** START Given records **
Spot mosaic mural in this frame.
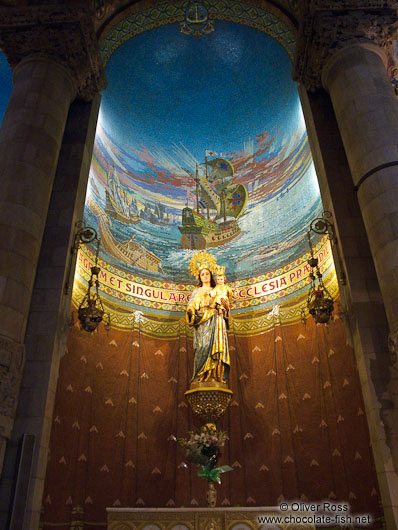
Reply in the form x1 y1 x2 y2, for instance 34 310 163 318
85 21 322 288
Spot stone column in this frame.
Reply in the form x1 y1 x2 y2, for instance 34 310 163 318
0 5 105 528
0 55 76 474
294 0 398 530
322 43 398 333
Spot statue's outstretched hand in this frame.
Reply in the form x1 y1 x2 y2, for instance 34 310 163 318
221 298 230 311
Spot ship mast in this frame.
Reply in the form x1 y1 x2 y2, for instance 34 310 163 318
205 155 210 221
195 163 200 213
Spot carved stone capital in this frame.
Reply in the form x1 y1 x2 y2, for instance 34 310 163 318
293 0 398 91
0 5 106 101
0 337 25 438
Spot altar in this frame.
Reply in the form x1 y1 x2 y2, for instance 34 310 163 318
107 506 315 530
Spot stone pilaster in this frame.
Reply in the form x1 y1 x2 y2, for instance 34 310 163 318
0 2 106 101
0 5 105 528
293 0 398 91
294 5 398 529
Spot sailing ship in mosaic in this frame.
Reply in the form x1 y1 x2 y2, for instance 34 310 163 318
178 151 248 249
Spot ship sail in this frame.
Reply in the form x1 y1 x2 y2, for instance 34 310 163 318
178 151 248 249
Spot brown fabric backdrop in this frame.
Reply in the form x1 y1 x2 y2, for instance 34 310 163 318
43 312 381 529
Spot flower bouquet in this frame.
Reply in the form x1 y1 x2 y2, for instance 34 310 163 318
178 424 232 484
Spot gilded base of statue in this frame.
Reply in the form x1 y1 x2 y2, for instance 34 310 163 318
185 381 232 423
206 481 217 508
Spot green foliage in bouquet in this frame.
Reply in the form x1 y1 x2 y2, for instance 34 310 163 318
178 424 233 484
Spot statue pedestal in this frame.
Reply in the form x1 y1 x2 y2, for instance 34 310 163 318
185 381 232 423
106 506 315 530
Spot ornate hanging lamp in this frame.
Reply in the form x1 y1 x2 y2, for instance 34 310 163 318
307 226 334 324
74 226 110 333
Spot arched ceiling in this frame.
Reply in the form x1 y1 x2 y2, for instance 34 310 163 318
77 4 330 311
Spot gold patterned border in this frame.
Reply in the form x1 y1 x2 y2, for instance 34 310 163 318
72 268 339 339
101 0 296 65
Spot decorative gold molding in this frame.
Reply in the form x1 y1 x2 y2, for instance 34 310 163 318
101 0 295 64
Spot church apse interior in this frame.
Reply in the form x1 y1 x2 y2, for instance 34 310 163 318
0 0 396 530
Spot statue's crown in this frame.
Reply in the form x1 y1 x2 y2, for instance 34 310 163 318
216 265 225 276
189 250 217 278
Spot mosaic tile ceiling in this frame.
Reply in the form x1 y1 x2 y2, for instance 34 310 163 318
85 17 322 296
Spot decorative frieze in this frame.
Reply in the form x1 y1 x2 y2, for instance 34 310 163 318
** END Given records **
** START Given records **
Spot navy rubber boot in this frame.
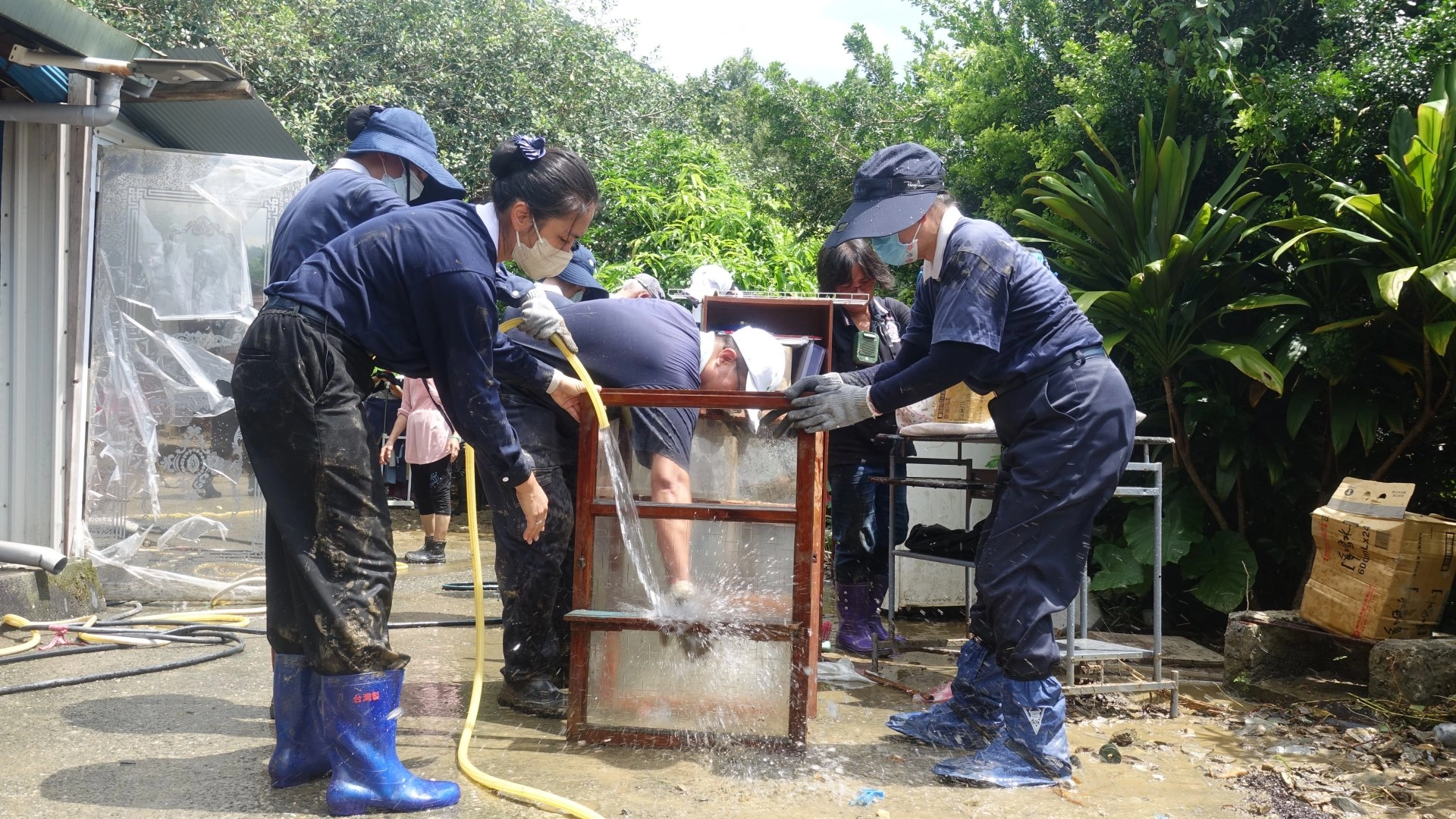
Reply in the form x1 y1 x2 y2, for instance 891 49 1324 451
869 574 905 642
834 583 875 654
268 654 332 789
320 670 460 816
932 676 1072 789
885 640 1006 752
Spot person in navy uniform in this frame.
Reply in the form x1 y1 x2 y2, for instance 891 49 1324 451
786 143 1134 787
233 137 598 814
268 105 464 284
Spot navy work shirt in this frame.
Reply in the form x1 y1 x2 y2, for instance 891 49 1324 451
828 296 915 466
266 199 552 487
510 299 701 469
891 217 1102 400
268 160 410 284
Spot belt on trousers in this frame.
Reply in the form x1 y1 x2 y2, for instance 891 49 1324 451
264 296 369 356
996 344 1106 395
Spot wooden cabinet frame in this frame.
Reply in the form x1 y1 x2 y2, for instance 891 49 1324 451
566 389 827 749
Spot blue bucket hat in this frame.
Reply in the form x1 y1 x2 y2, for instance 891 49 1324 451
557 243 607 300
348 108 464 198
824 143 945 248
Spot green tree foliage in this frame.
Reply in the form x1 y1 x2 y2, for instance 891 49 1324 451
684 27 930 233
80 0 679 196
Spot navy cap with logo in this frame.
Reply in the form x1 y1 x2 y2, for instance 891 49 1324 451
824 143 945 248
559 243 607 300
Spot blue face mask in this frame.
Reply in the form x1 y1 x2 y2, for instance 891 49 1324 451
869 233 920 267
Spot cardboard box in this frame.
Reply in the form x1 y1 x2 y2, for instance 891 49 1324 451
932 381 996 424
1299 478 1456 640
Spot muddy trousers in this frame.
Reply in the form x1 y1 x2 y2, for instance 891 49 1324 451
** END Given records **
** START Given records **
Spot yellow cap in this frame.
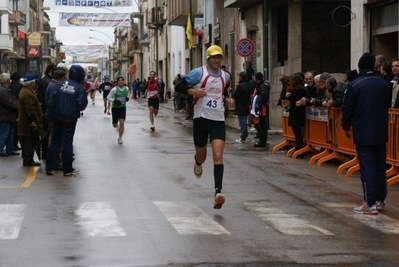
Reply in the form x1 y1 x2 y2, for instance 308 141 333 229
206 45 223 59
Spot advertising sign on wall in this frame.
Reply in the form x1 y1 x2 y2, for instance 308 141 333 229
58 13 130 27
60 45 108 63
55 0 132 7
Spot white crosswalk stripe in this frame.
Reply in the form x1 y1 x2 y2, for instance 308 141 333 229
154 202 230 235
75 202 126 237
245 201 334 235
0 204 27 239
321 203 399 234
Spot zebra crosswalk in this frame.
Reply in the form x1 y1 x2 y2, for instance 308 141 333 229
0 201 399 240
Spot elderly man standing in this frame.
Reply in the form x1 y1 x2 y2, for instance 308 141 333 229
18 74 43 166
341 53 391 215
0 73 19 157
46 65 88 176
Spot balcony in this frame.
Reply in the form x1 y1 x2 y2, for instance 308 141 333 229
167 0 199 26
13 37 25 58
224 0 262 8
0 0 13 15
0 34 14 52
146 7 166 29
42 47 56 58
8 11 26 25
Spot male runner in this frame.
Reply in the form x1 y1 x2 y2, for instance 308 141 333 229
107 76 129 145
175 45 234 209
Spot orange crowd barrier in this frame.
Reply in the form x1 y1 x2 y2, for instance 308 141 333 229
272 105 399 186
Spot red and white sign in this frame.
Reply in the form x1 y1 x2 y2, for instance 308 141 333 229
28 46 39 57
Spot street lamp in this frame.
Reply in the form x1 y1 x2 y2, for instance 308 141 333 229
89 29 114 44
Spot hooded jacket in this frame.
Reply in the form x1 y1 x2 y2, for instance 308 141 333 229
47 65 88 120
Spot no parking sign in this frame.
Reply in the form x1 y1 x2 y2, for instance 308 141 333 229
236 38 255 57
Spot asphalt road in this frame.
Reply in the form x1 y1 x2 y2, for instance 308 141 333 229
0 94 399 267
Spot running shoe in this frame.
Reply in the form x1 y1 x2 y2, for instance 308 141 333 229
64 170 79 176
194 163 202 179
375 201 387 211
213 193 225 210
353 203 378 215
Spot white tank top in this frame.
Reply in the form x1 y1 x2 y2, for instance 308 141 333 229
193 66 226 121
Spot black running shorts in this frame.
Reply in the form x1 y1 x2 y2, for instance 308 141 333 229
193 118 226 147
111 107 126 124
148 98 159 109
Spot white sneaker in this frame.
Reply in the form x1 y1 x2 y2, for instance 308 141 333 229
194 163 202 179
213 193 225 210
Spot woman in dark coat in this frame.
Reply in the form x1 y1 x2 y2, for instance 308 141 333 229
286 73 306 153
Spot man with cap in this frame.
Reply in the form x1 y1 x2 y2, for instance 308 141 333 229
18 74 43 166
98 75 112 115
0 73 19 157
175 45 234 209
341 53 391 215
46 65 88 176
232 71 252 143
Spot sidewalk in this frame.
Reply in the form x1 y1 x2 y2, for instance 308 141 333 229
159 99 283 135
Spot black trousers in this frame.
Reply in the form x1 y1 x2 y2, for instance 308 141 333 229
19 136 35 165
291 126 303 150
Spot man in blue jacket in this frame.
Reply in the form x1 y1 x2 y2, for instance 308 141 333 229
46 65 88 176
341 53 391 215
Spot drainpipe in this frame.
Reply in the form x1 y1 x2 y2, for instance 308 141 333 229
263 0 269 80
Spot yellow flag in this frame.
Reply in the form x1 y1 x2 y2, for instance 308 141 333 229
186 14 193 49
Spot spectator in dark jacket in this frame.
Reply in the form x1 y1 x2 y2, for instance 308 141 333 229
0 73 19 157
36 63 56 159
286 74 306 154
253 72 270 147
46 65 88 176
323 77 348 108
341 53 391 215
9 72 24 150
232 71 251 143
** END Given records **
**Exercise requirements:** Write out the records word for word, everything from the line containing "Spot ship mast in this frame." down to the line containing "0 337 25 438", both included.

**In response:**
Spot ship mast in this frame.
Reply in the form x1 y1 x2 y2, for instance 34 310 163 318
205 155 210 221
195 163 200 213
Spot carved stone capital in this frame.
Reply in the form x1 y1 x2 y2, for instance 34 310 163 318
293 0 398 91
0 5 106 101
0 337 25 438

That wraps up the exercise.